▸ **Pasaje citado**:
A este recordatorio histórico habría que agregar un personaje y un hecho que están en el horizonte de La sombra del caudillo: hasta el momento de su repentina e inesperada muerte, en 1920, el general Benjamín Hill era considerado como la figura política más importante después del presidente, no sólo por su propio talento sino sobre todo por la preferencia que éste le manifestaba. Después de la muerte de Hill, Älvaro Obregón se quedó sin sucesor; y el caudillo, sin su sombra.

En esos años, entre la publicación de sus primeros libros y la aparición de El águila y la serpiente, Guzmán reconoció a los personajes de su profecía o glosa de la fábula platónica, maduró su estilo, fundamentó las consecuencias morales de su materialismo idealista con aproximaciones de Nietzsche y probablemente de Gracián, e incorporó a su visión interior el ámbito de sus experiencias revolucionarias. A través de la Revolución Guzmán pensó que se podían desarrollar simultáneamente los dos procesos que había postulado en su profecía. Porque la Revolución ofrecía posibilidades innumerables de atribuir figuras adecuadas a la metáfora de las formas reales o eternas; porque la Revolución le había dado múltiples ocasiones de corroborar su visión interior, con la cual podía elaborar el esquema de una realidad patria que fuera inaugural, como realidad y como fuente (materia nueva) de una literatura nacional: "La Revolución y la política habrían de mostrársele como un escenario de figuras alternativamente hombres y agonistas, personas de la realidad de cada día, que lo abarcaba a él junto con los otros, y personajes enmarcados ya en los cuadros de la historia, que su mano debía guardarse de tocar temerariamente".(11)

▸ **Filas de datos**:
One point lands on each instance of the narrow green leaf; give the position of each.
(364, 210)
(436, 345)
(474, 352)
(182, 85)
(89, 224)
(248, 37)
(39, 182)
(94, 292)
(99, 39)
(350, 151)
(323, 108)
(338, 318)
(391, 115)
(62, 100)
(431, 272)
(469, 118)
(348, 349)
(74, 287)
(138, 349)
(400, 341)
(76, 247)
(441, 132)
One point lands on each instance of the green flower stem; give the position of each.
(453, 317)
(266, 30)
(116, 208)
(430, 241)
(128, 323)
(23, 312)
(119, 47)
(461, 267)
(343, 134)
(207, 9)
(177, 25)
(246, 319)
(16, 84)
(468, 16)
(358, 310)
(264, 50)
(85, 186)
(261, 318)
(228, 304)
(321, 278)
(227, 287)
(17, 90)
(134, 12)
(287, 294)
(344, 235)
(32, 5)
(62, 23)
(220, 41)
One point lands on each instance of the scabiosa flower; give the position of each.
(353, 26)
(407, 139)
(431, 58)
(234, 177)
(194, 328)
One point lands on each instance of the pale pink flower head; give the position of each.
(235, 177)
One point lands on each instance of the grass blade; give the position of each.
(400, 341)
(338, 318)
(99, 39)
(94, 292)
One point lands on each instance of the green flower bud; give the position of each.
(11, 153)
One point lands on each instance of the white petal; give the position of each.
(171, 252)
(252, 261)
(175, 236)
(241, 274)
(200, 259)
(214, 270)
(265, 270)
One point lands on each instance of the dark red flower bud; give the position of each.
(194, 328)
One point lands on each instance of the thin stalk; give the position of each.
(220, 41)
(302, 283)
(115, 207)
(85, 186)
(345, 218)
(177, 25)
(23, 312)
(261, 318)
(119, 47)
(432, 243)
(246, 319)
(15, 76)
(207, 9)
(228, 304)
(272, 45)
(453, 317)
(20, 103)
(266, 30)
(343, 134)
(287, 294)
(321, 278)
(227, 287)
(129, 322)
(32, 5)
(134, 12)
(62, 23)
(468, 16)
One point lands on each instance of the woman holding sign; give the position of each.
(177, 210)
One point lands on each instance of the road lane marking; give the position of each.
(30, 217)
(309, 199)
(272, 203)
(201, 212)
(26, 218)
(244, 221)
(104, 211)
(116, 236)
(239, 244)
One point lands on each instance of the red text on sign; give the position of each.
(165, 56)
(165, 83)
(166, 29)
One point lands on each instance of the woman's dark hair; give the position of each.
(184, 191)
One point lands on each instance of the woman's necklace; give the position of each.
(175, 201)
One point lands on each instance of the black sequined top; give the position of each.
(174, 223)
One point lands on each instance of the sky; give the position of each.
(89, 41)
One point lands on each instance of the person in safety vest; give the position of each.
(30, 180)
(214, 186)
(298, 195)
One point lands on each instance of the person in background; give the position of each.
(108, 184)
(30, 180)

▸ **Meta del ejercicio**:
Sustituya "sucesor" por "heredero" al reproducir el pasaje citado, comenzando por "A este recordatorio" y siguiendo hasta "sin su sombra.".

▸ **Respuesta al ejercicio**:
A este recordatorio histórico habría que agregar un personaje y un hecho que están en el horizonte de La sombra del caudillo: hasta el momento de su repentina e inesperada muerte, en 1920, el general Benjamín Hill era considerado como la figura política más importante después del presidente, no sólo por su propio talento sino sobre todo por la preferencia que éste le manifestaba. Después de la muerte de Hill, Älvaro Obregón se quedó sin heredero; y el caudillo, sin su sombra.